[Begin]

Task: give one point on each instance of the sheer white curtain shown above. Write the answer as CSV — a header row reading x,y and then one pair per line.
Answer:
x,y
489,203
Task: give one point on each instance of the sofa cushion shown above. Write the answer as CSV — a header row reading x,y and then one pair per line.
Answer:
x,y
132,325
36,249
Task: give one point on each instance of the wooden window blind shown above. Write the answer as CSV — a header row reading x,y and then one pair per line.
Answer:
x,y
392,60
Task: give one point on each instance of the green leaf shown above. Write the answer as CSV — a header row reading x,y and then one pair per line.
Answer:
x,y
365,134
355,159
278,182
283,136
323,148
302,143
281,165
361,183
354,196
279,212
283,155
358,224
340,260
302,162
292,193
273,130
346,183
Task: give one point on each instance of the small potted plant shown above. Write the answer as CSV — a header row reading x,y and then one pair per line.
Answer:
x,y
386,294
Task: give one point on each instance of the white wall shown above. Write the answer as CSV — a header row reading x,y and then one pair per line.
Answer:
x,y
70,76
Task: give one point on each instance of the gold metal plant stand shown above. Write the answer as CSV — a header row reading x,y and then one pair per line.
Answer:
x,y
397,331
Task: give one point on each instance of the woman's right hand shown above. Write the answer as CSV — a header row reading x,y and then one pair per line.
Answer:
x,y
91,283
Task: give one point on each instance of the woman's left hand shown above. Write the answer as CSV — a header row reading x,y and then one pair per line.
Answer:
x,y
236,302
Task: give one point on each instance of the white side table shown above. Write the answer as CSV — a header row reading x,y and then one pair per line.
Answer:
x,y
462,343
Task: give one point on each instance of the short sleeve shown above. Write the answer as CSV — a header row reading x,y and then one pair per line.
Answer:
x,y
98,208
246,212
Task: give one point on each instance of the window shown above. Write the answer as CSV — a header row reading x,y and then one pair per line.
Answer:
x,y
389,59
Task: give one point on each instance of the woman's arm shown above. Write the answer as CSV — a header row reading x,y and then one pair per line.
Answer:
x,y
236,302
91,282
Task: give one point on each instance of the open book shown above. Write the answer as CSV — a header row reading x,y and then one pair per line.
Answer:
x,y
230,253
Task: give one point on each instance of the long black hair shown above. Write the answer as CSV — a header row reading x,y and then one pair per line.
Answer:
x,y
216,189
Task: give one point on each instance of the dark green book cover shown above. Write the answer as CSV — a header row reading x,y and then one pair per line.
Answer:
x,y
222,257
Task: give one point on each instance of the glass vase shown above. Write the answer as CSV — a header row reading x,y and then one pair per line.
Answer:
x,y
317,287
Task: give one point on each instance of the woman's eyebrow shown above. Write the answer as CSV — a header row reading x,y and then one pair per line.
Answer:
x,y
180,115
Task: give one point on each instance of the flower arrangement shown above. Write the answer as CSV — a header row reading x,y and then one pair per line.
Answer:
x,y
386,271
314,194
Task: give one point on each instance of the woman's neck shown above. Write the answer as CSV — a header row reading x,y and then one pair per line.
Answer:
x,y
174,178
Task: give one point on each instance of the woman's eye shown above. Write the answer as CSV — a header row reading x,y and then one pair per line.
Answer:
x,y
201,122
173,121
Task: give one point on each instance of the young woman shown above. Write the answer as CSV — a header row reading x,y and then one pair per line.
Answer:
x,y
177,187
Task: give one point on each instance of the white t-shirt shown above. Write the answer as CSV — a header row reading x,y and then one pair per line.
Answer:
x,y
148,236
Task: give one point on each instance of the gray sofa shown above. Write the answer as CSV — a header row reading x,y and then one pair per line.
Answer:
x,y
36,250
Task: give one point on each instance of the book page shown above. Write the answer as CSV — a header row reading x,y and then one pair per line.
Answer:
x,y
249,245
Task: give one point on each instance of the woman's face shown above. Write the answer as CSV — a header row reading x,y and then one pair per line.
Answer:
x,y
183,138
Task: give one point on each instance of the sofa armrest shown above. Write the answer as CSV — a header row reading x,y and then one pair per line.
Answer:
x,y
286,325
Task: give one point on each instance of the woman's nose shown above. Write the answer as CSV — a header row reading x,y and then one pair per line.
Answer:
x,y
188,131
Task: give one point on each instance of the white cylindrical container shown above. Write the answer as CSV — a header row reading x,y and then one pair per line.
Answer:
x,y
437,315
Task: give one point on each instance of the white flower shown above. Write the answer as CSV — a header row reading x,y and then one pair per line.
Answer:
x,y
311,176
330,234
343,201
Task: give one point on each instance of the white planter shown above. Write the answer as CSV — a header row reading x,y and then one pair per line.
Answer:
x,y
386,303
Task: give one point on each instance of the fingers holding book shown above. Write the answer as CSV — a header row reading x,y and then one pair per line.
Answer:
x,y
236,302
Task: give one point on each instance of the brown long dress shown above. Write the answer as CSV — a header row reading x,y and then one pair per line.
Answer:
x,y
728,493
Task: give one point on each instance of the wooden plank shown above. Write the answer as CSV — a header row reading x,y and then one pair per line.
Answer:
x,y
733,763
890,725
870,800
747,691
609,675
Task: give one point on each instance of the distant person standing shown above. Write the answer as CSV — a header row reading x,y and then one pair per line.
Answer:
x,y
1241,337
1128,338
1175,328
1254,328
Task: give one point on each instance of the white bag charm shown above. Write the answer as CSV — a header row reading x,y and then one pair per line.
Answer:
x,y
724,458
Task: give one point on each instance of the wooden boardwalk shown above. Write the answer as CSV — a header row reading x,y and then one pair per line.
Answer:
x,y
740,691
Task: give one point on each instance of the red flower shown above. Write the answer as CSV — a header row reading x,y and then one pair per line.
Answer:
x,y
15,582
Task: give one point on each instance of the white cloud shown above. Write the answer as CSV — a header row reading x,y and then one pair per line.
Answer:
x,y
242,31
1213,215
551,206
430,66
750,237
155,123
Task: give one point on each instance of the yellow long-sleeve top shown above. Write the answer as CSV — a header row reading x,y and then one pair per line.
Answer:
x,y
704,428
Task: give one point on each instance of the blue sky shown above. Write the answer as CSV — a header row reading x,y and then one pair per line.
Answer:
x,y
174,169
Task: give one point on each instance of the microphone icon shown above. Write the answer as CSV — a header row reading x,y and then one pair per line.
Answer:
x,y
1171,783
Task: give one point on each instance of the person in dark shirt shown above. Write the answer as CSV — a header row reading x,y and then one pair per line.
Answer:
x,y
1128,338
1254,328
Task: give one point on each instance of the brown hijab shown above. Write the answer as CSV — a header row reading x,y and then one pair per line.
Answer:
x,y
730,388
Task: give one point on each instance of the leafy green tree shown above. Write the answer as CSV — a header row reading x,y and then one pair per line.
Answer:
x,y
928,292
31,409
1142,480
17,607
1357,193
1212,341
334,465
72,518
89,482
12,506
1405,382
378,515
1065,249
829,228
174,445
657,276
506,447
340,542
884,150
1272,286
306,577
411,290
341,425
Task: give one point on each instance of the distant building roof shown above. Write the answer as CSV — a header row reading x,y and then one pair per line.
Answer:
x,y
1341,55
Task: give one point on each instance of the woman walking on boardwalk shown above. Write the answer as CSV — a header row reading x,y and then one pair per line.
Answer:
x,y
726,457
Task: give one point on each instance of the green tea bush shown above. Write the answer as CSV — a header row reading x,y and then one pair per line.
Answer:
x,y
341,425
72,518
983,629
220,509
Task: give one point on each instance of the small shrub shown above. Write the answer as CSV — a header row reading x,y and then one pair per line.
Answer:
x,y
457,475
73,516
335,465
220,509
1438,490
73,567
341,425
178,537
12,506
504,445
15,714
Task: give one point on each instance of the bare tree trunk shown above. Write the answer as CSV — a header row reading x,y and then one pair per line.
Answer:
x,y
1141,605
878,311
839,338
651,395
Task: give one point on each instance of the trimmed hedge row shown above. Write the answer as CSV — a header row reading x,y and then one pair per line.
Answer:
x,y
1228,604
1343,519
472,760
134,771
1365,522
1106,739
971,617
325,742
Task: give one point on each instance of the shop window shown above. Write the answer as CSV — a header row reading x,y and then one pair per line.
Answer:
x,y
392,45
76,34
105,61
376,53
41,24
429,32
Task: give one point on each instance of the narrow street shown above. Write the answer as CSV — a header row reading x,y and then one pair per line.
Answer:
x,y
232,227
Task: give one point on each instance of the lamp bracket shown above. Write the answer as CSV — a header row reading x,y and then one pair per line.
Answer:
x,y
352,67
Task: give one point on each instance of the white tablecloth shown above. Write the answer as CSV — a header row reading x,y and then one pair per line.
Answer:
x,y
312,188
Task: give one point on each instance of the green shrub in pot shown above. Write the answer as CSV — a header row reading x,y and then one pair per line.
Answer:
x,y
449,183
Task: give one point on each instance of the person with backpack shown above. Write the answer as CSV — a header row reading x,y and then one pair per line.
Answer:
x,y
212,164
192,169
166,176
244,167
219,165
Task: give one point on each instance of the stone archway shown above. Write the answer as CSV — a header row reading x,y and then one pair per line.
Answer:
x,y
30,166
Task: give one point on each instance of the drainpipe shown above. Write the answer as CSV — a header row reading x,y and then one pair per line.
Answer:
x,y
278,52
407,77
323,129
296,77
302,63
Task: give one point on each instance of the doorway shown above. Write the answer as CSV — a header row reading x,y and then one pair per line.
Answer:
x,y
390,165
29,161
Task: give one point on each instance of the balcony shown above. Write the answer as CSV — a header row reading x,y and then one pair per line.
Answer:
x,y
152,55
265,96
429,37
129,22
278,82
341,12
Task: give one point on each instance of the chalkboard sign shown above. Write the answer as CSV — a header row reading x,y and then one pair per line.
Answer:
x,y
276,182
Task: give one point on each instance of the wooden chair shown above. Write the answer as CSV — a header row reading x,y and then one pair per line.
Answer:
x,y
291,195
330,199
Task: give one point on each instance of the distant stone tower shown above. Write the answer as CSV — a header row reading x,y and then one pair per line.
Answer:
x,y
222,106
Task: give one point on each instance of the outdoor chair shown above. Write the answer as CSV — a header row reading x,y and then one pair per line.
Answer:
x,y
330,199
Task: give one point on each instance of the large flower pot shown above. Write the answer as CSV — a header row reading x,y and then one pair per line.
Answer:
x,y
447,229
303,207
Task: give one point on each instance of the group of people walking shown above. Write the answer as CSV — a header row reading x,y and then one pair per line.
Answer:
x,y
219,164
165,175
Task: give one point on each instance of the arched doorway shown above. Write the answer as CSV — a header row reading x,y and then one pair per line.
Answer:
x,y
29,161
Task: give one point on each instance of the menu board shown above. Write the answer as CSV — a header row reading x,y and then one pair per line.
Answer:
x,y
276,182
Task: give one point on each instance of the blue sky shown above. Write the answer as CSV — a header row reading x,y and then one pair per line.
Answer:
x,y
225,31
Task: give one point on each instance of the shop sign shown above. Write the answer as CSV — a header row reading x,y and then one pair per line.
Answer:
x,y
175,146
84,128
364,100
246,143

[End]

_Exercise aim_
In the listing above, find the line containing "Task: give one point on each instance of the arched", then reproduce it and each line after it through the end, exactly and with nothing added.

_Result_
Task: give one point on each instance of the arched doorway shown above. Write the answer as CSV — a header row reading x,y and then one pair per line.
Answer:
x,y
29,161
Task: give one point on each instance of the menu board shown above. Write the answer as CSV — a header row reading x,y and then one pair per line.
Answer:
x,y
276,182
Task: give one point on each instance of the blue sky shown above. Write the answer as CSV — a header row reading x,y and then one pair per line.
Answer:
x,y
225,31
Task: give one point on each instance of the shop sign shown above. Write the answer as CSV — a header row reading x,y and then one pair per line.
Answer:
x,y
175,146
84,128
364,100
246,143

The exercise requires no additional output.